WHAT TO DO =>
1. Which animals have creation stories involving Syöjätär, according to the passage on Syöjätär?
2. In the passage on Syöjätär, how long is the girl Kasaritar pregnant before she gives birth to the Lizard?

PAGE EXCERPT =>
* * * *
Together with Hiisi she is a key element in the creation myth of Snakes - in the story Hiisi's sleep drool is swallowed by Syöjätär, but it burns her and she spits it out.. after being blown by the wind, it lands and dries, Hiisi then brings it to life. In other variants it is Syöjätär's spit, but Hiisi still brings it to life. She is also involved in the creation of the Lizard - she spits on the sea that forms a bubble - the bubble is swallowed by the girl Kasaritar (or Kasarikki) who becomes pregnant for three years, then gives birth to a Lizard. A similar creation story for the Wolf again involves Syöjätär spitting on the sea - then Kuolatar appears from the sea on a bare island - this creature rubs its palms to create some land whereon the wolf was reared.

In a song describing the origin of stone, it is described as the heart's core of Syöjätär, amongst several other allusions; she is also the originator of the Fir tree (in one version), together with Maajatar, Pellervoinen, and Naservainen who develop it.

In a song for the purpose "To Still Violence" Syöjätär is referenced as the "Ogress", and is given as an element in the consumption of persons consumed by violence or anger:

In the Kalevala
Syöjätär is mentioned in passing in the Finnish epic, the Kalevala, but does not appear herself - in Rune XV a reference to the creation of the snake from her spit is found; and in Rune XXVI a similar (and longer) description of the formation of a snake from her spit is given.

In other folk tales
Syöjätär appears in several folk tales, recorded in the Suomen kansan Satuja ja Tarinoita (4 parts) edited by Eero Salmelainen (:fi:Eero Salmelainen).

In Saaressa eläjät, a tale about three sisters who seek to marry the King, she appears as a wicked mother who replaces newborn children with animals so that her own daughter can marry the king.

From a German translation in :
 
... The youngest sister says she will bear three times three sons, and is chosen - she becomes pregnant and when the time comes for her to give birth she sends her husband to fetch a midwife. On the way he is met by a woman (unbeknown to him it is Syöjätär) - when left along with the woman and her three children she swaps them for three dogs... the same happens the next time the woman becomes pregnant, this time Syöjätär swaps the three children for pigs... a third time she becomes pregnant, and again the Syöjätär comes - this time she recognizes her and hides one child in her breast, the other two are swapped for lap dogs. The husband's (king's) patience expires and he puts them in an iron case with one of the lap dogs and throws it in the sea - eventually the cask washes ashore. Deserted on an island surrounded by salt water the boy prays to god, and god provides a fabulous house, food from a magic tree, and a bridge to the mainland. Eventually tales of the place reach the prince, and he plans to set out to see it.
* * * *
DATA EXTRACT =>
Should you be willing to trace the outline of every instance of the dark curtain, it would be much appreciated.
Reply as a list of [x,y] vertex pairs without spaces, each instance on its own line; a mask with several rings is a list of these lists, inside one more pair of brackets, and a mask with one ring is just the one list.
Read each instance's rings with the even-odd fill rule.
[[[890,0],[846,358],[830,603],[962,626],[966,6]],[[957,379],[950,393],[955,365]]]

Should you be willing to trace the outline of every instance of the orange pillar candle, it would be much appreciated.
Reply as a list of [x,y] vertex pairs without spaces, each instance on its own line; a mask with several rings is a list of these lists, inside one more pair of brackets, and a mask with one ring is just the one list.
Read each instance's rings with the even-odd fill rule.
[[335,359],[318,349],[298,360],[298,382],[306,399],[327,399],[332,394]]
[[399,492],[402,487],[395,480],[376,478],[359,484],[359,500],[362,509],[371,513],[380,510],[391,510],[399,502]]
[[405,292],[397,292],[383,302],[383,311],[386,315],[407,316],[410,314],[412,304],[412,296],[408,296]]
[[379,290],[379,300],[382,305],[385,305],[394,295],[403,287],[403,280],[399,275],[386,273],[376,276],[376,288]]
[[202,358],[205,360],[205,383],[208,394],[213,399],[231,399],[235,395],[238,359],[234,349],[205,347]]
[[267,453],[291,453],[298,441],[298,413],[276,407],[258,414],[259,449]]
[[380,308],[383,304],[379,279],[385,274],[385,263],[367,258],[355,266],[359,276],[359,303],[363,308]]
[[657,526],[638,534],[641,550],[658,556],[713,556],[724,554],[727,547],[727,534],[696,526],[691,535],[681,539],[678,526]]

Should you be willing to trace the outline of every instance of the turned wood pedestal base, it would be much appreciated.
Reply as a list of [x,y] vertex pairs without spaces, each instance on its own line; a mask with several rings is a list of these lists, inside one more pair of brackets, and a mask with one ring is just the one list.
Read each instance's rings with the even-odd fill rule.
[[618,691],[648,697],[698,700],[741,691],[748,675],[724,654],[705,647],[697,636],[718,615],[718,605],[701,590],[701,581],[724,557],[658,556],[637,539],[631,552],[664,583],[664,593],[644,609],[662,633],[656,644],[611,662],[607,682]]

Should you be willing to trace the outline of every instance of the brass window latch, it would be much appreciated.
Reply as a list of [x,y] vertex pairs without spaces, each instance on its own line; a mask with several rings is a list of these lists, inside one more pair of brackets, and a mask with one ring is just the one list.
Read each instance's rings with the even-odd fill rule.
* * * *
RESULTS FOR THE EXERCISE =>
1. Snake, Lizard, Wolf

2. Three years.